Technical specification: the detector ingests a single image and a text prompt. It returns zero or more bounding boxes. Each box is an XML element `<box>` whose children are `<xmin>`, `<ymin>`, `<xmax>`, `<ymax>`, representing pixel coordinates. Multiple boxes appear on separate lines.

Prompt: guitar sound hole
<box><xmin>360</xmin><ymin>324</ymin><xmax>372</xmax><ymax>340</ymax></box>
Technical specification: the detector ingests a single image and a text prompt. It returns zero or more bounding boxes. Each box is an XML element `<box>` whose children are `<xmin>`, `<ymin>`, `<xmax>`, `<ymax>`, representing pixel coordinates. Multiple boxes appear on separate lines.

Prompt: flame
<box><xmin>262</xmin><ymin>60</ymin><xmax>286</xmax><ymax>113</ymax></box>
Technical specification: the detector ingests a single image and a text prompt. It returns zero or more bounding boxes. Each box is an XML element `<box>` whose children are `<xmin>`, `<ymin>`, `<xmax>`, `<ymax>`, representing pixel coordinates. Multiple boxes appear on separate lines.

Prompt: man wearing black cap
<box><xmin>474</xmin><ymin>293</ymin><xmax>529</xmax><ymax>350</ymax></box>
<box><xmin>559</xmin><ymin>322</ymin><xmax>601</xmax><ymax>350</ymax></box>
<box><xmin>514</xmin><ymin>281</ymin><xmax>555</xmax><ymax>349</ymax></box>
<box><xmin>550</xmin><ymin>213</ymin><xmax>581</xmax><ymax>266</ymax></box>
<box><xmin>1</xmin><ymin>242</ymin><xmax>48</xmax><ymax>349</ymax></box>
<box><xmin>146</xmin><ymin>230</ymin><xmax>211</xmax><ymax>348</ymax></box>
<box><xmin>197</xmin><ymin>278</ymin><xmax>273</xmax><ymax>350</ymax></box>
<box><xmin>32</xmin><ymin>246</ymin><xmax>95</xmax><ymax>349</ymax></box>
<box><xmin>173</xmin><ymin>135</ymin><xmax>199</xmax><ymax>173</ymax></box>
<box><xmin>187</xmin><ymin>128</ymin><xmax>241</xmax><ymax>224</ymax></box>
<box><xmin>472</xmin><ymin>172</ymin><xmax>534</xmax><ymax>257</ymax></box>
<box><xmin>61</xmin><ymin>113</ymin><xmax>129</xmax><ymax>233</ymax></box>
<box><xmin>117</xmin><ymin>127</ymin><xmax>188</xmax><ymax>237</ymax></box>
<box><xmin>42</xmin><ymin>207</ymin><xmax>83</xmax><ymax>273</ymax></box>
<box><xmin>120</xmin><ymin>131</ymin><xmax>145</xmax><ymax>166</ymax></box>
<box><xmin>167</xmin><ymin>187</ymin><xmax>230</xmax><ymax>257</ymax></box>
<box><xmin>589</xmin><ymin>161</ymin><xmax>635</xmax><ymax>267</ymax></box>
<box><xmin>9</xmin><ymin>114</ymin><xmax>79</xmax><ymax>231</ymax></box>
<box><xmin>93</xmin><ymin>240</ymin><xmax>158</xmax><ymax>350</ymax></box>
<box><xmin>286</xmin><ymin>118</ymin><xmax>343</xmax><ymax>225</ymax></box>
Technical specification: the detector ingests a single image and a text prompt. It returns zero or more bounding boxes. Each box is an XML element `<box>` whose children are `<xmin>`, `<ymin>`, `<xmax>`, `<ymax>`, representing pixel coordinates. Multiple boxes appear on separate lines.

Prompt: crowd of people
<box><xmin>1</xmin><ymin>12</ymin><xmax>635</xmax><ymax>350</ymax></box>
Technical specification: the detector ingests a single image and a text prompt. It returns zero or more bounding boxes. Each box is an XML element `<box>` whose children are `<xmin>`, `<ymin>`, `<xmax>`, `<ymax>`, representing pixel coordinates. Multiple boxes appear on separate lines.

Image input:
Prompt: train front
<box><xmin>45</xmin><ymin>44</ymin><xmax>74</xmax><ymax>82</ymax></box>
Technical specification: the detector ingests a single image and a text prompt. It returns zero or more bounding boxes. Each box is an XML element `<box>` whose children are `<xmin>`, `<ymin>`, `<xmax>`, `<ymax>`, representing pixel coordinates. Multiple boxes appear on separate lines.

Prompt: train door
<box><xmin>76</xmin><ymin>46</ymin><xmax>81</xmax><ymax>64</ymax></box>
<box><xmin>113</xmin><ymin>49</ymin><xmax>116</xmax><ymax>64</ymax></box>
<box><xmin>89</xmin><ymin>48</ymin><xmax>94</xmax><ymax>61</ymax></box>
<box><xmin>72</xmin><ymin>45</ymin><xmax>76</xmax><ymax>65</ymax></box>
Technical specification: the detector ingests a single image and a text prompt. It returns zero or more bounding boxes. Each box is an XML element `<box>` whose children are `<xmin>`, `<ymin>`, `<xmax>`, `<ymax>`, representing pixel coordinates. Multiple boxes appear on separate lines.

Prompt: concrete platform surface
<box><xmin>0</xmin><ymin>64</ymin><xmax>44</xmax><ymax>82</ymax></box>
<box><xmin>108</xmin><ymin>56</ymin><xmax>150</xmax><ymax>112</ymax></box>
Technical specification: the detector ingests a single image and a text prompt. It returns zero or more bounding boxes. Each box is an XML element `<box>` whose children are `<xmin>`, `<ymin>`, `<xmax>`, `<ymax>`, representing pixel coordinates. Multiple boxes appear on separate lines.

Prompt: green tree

__ASSIGNED TASK__
Transcribe the material in full, exactly as it is given.

__FINISHED EXERCISE__
Technical specification: the detector ingests a single image and a text prompt. It returns zero or more bounding boxes. Each box is an XML element `<box>` whose children are `<xmin>`, `<ymin>`, `<xmax>`, `<ymax>`, representing pixel coordinates. Multiple boxes appear on separate lines.

Prompt: guitar sound hole
<box><xmin>360</xmin><ymin>324</ymin><xmax>372</xmax><ymax>340</ymax></box>
Technical specification: the detector ingests a single image and a text prompt. It returns zero or more bounding boxes. Each box is an XML element `<box>` whose children are `<xmin>`, `<ymin>`, `<xmax>`, `<ymax>`, representing pixel coordinates. Multiple boxes appear on separate lines.

Prompt: flame
<box><xmin>262</xmin><ymin>60</ymin><xmax>286</xmax><ymax>113</ymax></box>
Technical specification: the detector ingests a single image and a text prompt. It returns zero or more bounding boxes. Each box is an XML element `<box>` whose children are `<xmin>`, `<ymin>`, `<xmax>`, `<ymax>`, representing pixel coordinates. Multiple boxes appear on separate lines.

Prompt: man wearing black cap
<box><xmin>474</xmin><ymin>293</ymin><xmax>529</xmax><ymax>350</ymax></box>
<box><xmin>559</xmin><ymin>322</ymin><xmax>601</xmax><ymax>350</ymax></box>
<box><xmin>514</xmin><ymin>281</ymin><xmax>555</xmax><ymax>349</ymax></box>
<box><xmin>550</xmin><ymin>213</ymin><xmax>581</xmax><ymax>266</ymax></box>
<box><xmin>1</xmin><ymin>242</ymin><xmax>48</xmax><ymax>349</ymax></box>
<box><xmin>146</xmin><ymin>230</ymin><xmax>211</xmax><ymax>348</ymax></box>
<box><xmin>197</xmin><ymin>278</ymin><xmax>273</xmax><ymax>350</ymax></box>
<box><xmin>32</xmin><ymin>246</ymin><xmax>95</xmax><ymax>349</ymax></box>
<box><xmin>173</xmin><ymin>135</ymin><xmax>199</xmax><ymax>173</ymax></box>
<box><xmin>187</xmin><ymin>128</ymin><xmax>241</xmax><ymax>224</ymax></box>
<box><xmin>472</xmin><ymin>172</ymin><xmax>534</xmax><ymax>257</ymax></box>
<box><xmin>61</xmin><ymin>113</ymin><xmax>129</xmax><ymax>233</ymax></box>
<box><xmin>117</xmin><ymin>127</ymin><xmax>188</xmax><ymax>237</ymax></box>
<box><xmin>42</xmin><ymin>207</ymin><xmax>83</xmax><ymax>273</ymax></box>
<box><xmin>120</xmin><ymin>131</ymin><xmax>145</xmax><ymax>166</ymax></box>
<box><xmin>167</xmin><ymin>187</ymin><xmax>230</xmax><ymax>257</ymax></box>
<box><xmin>589</xmin><ymin>161</ymin><xmax>635</xmax><ymax>267</ymax></box>
<box><xmin>9</xmin><ymin>114</ymin><xmax>79</xmax><ymax>231</ymax></box>
<box><xmin>93</xmin><ymin>240</ymin><xmax>158</xmax><ymax>350</ymax></box>
<box><xmin>286</xmin><ymin>118</ymin><xmax>343</xmax><ymax>225</ymax></box>
Technical specification: the detector ingests a single image and a text prompt. It returns zero or more bounding boxes. Each box is an XML element `<box>` whose children are `<xmin>`, `<ymin>`, `<xmax>`, `<ymax>`, representing pixel coordinates. Multiple boxes appear on separate lines.

Prompt: crowd of people
<box><xmin>1</xmin><ymin>12</ymin><xmax>635</xmax><ymax>350</ymax></box>
Technical specification: the detector ingests a single image and a text prompt. It returns zero or more bounding boxes. Each box is an XML element `<box>` whose children are `<xmin>`, `<ymin>`, `<xmax>`, `<ymax>`, representing pixel coordinates. Multiple boxes appear on separate lines.

Image input:
Prompt: train front
<box><xmin>45</xmin><ymin>44</ymin><xmax>74</xmax><ymax>82</ymax></box>
Technical specification: the detector ingests a single image and a text prompt. It returns zero or more bounding boxes. Each box is an XML element `<box>` whose children are `<xmin>`, `<ymin>`, `<xmax>`, `<ymax>`, representing pixel coordinates. Multiple boxes appear on separate lines.

Prompt: train door
<box><xmin>76</xmin><ymin>46</ymin><xmax>81</xmax><ymax>64</ymax></box>
<box><xmin>113</xmin><ymin>49</ymin><xmax>116</xmax><ymax>64</ymax></box>
<box><xmin>89</xmin><ymin>48</ymin><xmax>94</xmax><ymax>61</ymax></box>
<box><xmin>72</xmin><ymin>45</ymin><xmax>76</xmax><ymax>65</ymax></box>
Technical specification: the detector ingests a single image and a text prompt. It returns zero or more bounding boxes. Each box is an XML element `<box>` whose children are `<xmin>`, `<ymin>`, `<xmax>`, `<ymax>`, representing pixel coordinates. Multiple boxes appear on separate lines.

Prompt: concrete platform surface
<box><xmin>0</xmin><ymin>64</ymin><xmax>44</xmax><ymax>82</ymax></box>
<box><xmin>108</xmin><ymin>56</ymin><xmax>150</xmax><ymax>112</ymax></box>
Technical specification: the detector ingests a single image and a text prompt. It returns zero or more bounding boxes. Each box is an XML element `<box>` whose children are `<xmin>`, `<ymin>`, `<xmax>`, `<ymax>`, representing pixel coordinates. Multiple boxes appear on separate lines.

Prompt: green tree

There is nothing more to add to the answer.